▼
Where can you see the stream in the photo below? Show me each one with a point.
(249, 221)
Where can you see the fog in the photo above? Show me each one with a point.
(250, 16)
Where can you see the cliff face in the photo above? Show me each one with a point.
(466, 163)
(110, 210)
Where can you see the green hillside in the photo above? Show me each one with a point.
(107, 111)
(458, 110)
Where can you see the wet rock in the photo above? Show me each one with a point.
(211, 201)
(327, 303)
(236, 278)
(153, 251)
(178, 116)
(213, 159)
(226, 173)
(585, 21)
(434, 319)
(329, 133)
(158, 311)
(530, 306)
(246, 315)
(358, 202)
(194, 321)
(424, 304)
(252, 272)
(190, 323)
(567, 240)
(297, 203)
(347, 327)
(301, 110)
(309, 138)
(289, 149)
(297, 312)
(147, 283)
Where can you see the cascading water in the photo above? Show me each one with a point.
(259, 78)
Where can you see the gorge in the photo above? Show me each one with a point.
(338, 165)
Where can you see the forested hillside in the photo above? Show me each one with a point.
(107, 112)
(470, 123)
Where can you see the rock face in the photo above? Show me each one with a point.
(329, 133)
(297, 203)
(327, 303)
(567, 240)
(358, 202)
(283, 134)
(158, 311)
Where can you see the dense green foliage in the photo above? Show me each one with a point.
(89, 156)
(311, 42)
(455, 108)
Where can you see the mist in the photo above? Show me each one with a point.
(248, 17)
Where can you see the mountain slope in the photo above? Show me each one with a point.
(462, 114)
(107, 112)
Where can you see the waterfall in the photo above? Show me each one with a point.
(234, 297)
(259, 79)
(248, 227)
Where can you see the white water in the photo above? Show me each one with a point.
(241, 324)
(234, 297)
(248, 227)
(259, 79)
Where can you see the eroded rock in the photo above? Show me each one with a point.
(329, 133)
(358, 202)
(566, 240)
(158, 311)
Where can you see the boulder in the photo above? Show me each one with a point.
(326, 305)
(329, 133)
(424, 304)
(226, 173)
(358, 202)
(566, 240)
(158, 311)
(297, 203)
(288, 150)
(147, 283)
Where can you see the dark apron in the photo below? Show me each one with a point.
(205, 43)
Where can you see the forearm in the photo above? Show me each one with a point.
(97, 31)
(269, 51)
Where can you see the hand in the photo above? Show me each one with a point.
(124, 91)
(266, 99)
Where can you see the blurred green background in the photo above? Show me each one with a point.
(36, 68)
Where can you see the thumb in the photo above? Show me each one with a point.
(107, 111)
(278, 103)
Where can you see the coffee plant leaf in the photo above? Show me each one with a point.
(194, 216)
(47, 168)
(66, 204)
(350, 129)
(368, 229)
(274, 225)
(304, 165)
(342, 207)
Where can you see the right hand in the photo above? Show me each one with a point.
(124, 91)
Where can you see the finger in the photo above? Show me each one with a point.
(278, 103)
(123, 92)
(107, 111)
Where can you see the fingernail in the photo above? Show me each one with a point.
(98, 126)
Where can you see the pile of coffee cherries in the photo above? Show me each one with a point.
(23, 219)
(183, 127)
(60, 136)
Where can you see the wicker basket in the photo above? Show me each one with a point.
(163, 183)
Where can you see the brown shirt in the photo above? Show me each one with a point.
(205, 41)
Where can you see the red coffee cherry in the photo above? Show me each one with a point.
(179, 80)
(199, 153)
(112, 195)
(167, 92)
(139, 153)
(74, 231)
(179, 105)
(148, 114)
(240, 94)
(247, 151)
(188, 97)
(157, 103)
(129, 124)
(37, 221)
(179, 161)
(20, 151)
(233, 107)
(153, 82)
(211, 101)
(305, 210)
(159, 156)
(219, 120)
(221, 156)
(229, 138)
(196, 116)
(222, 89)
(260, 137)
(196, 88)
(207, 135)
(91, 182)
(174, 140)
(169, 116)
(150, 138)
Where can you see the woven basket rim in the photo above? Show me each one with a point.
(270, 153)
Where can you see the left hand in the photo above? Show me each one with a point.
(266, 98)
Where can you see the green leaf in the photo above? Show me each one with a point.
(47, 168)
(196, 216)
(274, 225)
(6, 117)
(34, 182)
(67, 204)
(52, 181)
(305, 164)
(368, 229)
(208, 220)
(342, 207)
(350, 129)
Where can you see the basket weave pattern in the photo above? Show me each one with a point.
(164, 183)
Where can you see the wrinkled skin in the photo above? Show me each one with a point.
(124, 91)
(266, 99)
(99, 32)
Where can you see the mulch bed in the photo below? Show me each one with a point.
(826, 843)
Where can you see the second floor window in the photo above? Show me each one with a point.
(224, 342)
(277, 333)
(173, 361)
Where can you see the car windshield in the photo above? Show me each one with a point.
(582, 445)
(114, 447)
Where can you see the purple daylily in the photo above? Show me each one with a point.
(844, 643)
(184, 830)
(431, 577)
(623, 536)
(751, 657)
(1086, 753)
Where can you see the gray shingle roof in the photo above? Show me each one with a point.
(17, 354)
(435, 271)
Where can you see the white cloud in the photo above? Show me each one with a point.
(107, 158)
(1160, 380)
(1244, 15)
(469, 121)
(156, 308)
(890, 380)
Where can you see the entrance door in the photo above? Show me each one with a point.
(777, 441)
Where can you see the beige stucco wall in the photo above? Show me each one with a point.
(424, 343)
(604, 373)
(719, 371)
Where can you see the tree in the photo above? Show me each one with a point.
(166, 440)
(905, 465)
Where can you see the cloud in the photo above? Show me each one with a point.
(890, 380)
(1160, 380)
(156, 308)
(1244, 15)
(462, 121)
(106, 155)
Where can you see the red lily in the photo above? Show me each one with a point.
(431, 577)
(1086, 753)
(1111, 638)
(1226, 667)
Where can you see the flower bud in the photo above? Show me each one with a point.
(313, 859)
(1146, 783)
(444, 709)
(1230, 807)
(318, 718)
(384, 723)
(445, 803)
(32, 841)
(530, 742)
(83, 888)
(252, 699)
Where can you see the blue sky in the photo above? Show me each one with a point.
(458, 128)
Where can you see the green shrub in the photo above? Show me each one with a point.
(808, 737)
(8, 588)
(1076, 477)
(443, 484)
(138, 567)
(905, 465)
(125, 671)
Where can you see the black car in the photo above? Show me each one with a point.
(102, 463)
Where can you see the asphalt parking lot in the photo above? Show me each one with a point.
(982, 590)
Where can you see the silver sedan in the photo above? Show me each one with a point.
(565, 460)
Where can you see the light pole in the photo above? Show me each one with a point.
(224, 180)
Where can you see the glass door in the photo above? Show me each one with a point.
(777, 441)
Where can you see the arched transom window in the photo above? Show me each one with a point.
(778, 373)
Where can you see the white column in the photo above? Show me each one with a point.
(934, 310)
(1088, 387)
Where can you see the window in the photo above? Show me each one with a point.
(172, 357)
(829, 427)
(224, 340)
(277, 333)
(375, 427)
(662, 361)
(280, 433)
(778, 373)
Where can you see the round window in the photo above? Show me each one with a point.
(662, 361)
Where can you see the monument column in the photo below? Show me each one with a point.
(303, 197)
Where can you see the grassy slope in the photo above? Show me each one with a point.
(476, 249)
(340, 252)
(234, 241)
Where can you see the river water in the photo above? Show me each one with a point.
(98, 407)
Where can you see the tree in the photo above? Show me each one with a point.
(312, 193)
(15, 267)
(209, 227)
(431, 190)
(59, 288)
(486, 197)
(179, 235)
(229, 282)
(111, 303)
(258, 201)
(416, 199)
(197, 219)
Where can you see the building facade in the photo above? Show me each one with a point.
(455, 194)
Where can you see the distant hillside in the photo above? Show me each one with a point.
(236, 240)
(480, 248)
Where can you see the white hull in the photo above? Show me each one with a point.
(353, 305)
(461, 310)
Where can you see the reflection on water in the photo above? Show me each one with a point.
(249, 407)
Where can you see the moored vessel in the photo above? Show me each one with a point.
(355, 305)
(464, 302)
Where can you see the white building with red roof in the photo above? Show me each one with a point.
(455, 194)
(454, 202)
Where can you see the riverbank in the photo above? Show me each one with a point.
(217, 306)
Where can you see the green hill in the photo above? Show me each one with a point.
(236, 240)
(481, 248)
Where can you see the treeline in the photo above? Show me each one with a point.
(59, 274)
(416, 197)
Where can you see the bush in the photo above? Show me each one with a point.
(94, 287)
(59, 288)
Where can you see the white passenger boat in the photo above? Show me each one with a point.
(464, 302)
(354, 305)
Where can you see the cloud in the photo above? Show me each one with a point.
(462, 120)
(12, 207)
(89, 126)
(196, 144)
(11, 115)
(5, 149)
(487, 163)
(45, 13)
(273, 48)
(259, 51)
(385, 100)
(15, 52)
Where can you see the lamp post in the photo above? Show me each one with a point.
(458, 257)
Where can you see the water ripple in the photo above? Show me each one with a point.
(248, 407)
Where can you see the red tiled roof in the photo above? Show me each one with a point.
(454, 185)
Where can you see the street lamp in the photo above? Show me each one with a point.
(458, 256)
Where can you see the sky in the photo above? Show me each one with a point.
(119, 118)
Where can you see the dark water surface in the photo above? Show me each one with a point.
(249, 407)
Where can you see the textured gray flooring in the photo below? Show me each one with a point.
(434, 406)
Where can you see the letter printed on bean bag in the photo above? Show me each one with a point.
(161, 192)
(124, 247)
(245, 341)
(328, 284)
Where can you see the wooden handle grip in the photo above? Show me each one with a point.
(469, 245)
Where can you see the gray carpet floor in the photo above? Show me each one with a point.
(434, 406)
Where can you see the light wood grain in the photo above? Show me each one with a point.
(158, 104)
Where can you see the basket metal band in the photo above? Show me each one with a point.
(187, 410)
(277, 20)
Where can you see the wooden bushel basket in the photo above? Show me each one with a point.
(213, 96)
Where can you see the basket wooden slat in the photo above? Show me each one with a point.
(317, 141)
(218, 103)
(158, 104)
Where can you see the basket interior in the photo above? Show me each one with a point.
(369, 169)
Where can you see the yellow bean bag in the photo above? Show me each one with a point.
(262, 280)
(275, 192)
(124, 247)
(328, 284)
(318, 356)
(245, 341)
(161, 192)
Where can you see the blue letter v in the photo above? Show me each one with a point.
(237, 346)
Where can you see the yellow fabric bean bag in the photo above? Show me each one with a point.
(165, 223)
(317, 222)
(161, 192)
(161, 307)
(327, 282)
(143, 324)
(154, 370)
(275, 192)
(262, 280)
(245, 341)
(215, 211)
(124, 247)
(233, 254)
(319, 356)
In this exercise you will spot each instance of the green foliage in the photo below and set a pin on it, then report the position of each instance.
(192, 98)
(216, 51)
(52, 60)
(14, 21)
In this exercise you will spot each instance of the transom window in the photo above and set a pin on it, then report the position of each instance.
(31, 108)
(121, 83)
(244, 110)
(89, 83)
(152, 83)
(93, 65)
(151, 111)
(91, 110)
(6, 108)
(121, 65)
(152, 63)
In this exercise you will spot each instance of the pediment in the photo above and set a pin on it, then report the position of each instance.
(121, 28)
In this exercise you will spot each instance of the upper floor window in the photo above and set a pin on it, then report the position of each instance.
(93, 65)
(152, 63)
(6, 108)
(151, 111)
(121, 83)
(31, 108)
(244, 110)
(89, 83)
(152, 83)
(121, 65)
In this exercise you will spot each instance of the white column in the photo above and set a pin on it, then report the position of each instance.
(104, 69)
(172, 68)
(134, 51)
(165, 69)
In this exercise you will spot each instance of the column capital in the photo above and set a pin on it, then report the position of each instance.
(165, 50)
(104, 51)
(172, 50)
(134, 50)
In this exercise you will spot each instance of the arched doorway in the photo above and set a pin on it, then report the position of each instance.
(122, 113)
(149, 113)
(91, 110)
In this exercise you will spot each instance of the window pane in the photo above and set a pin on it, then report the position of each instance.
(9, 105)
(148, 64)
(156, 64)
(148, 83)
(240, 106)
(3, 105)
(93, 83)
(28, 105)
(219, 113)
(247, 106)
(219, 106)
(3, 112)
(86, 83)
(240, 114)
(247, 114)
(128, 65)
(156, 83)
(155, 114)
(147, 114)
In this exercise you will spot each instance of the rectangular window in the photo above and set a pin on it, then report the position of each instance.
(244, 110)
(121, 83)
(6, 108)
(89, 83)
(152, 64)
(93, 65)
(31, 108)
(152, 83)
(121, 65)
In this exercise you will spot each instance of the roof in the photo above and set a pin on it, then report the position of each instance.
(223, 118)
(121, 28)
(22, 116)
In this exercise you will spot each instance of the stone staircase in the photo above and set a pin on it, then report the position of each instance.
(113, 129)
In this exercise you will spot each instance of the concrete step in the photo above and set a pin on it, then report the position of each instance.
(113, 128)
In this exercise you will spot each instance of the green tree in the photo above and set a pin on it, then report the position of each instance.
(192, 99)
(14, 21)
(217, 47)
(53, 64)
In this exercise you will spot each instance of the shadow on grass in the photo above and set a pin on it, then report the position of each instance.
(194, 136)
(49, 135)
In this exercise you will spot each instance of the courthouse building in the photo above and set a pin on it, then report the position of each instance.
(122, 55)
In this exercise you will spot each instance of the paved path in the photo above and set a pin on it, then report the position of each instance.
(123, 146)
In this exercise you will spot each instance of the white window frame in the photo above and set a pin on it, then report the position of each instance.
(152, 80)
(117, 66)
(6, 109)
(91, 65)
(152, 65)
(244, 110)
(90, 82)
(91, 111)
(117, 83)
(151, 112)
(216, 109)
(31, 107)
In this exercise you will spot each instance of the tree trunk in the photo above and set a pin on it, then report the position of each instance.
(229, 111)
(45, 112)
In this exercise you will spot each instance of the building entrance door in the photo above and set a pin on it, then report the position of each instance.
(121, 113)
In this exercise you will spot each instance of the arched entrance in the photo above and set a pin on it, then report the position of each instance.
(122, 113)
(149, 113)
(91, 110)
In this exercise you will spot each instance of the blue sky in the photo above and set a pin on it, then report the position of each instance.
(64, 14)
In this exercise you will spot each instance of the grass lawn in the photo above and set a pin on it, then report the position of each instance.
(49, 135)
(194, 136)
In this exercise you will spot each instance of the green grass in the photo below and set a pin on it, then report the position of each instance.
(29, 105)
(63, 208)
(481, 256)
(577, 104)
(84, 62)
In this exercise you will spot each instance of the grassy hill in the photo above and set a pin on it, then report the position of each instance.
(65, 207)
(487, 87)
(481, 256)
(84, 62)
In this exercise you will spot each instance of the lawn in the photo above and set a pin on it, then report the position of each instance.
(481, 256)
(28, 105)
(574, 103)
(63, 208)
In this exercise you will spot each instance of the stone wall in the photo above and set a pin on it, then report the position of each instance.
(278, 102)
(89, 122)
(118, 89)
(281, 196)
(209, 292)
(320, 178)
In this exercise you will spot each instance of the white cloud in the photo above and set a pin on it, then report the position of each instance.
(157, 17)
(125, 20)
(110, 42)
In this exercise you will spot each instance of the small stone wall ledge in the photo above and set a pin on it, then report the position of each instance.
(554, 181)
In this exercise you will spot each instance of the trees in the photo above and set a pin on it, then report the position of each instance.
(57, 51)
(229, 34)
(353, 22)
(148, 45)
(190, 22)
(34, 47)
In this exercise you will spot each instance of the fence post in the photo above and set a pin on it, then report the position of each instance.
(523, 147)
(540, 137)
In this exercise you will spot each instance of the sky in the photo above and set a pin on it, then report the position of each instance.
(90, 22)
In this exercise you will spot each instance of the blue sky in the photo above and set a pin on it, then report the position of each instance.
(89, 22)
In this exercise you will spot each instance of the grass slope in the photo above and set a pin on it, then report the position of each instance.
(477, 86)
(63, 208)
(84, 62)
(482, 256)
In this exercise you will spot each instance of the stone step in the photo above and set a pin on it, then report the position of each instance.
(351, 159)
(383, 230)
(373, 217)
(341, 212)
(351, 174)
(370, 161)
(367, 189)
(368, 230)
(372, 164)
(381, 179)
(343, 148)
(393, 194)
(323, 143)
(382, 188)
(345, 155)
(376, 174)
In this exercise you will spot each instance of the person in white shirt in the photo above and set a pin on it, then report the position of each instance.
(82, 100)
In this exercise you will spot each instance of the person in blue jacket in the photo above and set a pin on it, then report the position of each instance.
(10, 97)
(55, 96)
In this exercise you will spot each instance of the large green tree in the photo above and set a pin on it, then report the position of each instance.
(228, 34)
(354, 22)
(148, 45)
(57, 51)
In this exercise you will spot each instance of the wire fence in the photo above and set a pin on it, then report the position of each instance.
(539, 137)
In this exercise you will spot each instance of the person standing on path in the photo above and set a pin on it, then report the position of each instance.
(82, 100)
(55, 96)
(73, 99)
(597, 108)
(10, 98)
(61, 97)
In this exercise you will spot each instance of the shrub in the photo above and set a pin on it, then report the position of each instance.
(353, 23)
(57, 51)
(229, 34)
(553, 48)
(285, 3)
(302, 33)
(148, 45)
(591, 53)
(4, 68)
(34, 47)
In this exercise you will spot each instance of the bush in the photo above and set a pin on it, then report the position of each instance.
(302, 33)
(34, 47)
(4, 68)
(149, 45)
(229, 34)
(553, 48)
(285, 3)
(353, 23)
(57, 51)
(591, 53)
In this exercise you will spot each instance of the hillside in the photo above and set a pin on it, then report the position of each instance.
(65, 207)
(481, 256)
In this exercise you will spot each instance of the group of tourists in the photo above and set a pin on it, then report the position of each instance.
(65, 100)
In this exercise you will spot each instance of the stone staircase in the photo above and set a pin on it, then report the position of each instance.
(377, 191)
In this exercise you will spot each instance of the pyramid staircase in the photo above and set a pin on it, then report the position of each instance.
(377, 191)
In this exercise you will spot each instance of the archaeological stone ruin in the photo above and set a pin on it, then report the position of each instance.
▲
Print exactly the lines from the one with "In this exercise you will spot each instance of the hillside" through the end of the data, inclusive.

In this exercise you will spot each instance of the hillside in the photo above and set a pin on it, then report the position of each instance.
(65, 207)
(481, 256)
In this exercise you will spot each instance of the group of tourists in the photo above and set a pin on it, then report the position of each instance.
(65, 100)
In this exercise you will spot each instance of the stone staircase in the photo above and set a pin on it, then report the position of each instance.
(377, 191)
In this exercise you will spot each instance of the pyramid staircase in the photo above and set a pin on it, then report the position of each instance.
(377, 191)
In this exercise you will spot each instance of the archaeological stone ruin in the photo above and set a pin on it, then report the position of each instance.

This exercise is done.